##### Data supplied #####

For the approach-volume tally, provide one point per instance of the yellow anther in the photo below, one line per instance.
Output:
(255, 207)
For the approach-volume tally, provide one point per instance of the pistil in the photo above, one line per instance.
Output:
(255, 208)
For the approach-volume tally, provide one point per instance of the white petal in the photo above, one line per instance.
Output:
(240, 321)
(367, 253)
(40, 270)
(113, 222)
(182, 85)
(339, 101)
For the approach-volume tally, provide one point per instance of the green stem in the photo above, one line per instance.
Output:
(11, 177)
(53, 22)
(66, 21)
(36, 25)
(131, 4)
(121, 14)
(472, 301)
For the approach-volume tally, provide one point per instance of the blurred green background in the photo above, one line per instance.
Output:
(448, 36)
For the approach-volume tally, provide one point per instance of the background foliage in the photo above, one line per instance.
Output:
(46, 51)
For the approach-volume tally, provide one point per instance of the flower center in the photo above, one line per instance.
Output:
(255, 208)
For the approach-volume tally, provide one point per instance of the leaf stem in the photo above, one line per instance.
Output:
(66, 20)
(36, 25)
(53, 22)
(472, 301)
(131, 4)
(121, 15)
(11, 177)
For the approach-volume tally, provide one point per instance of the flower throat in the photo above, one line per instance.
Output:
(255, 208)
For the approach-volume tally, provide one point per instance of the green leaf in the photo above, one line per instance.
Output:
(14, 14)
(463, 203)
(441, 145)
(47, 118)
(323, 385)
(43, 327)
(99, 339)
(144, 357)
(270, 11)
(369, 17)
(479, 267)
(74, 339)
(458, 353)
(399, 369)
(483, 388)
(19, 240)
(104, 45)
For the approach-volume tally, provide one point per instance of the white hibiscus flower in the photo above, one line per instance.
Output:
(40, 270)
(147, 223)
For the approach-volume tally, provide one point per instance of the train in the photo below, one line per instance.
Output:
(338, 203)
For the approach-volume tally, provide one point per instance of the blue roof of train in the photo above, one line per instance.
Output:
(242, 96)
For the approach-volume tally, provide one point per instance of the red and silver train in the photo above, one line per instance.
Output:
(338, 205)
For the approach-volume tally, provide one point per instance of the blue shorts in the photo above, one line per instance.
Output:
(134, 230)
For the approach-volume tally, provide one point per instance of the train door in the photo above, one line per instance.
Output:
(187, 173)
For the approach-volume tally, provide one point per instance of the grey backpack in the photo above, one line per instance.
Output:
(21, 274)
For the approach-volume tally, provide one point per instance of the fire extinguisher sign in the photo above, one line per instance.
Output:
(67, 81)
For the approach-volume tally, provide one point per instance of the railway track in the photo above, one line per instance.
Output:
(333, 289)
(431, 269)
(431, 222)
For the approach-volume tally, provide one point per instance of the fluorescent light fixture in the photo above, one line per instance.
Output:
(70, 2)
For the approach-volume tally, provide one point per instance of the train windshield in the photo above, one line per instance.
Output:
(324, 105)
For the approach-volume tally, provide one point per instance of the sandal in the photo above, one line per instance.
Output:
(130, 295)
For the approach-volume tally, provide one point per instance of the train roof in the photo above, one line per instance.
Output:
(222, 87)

#####

- Task item
Reproduce only the lines running from the one with "the train windshield" through the final line of the listing above, both ends included.

- Output of the task
For the approach-volume tally, provide one point per instance of the train windshield in the photo above, one line per instance.
Output:
(324, 105)
For the approach-volume tally, provide one point per instance of the sandal in the photo above, one line per instance.
Output:
(130, 295)
For the approach-volume tally, provide one point per instance of the train roof in the photo above, one line per instance.
Output:
(222, 87)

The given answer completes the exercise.